◆ READING PASSAGE ◆
Haaretz on February 20th goes on to explain that the 1980s were a dismal time for Argentina, as aside from losing the Falkland Islands War it defaulted (meaning it did not have the money to pay or refused to pay) on its debt in 1982 and 1989, which harmed its relationship with international creditors. The Economist article previously mentioned notes that in 1989-1990 the country experienced hyperinflation and the inflation rate between July 1989 and July 1990 rose over 2,000% and peaked at 20,000%. Things became so bad that shoppers rushed stores to buy items before prices astronomically rose again and looting was created in cities. The unrest forced President Raul Alfonsin to resign before the end of his term, which continued the country’s political dysfunction.

◆ RECORDS SHOWN ◆
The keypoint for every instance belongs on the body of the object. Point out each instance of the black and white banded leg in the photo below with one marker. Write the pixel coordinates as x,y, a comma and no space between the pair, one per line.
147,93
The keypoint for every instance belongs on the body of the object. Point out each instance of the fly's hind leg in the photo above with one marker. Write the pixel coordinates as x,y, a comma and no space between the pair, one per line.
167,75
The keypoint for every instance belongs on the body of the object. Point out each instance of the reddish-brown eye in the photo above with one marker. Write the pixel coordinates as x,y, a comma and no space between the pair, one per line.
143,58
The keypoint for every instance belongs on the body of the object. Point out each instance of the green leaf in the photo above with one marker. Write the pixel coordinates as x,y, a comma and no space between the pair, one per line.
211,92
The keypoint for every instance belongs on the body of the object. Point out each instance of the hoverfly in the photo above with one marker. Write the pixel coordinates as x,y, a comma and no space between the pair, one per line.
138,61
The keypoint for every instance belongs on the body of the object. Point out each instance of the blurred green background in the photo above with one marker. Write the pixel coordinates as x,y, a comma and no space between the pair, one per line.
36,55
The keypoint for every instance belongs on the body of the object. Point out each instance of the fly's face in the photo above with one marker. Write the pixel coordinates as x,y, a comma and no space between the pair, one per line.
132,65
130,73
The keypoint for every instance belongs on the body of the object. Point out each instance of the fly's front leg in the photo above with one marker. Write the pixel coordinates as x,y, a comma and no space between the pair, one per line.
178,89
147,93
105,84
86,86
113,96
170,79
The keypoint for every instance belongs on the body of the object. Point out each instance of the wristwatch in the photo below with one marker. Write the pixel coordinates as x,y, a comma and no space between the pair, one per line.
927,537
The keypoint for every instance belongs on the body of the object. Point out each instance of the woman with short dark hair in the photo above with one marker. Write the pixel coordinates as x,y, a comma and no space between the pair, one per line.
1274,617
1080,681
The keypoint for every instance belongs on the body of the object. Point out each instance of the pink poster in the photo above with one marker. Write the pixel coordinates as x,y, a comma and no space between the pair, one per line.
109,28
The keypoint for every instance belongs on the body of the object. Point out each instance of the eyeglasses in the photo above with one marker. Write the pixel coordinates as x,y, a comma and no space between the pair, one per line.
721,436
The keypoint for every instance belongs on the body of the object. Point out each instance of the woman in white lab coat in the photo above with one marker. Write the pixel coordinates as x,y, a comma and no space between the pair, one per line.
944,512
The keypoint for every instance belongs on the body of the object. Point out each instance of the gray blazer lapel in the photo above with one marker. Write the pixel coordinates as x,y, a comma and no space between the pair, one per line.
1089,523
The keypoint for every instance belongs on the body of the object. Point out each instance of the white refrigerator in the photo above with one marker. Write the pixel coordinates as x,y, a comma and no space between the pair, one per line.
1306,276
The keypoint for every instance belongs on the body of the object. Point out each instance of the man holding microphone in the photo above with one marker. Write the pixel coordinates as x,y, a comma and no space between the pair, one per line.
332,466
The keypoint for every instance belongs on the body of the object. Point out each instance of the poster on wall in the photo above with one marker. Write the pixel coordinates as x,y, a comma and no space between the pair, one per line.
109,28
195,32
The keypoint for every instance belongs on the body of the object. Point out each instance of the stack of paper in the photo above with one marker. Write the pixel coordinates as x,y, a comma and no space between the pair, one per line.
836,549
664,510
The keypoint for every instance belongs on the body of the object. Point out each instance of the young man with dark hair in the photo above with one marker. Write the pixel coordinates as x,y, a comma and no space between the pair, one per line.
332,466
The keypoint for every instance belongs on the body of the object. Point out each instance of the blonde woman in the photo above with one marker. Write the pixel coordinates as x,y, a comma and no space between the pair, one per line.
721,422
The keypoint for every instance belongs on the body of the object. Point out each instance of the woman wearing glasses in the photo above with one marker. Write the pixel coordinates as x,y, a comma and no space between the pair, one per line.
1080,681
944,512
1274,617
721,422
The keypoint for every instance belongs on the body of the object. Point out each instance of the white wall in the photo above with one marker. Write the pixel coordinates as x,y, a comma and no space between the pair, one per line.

◆ EXERCISE BRIEF ◆
Reproduce word for word the stretch of the passage on Argentina's crises in the 1980s from "Haaretz on February" through "country’s political dysfunction.".

◆ ANSWER FOR THIS EXERCISE ◆
Haaretz on February 20th goes on to explain that the 1980s were a dismal time for Argentina, as aside from losing the Falkland Islands War it defaulted (meaning it did not have the money to pay or refused to pay) on its debt in 1982 and 1989, which harmed its relationship with international creditors. The Economist article previously mentioned notes that in 1989-1990 the country experienced hyperinflation and the inflation rate between July 1989 and July 1990 rose over 2,000% and peaked at 20,000%. Things became so bad that shoppers rushed stores to buy items before prices astronomically rose again and looting was created in cities. The unrest forced President Raul Alfonsin to resign before the end of his term, which continued the country’s political dysfunction.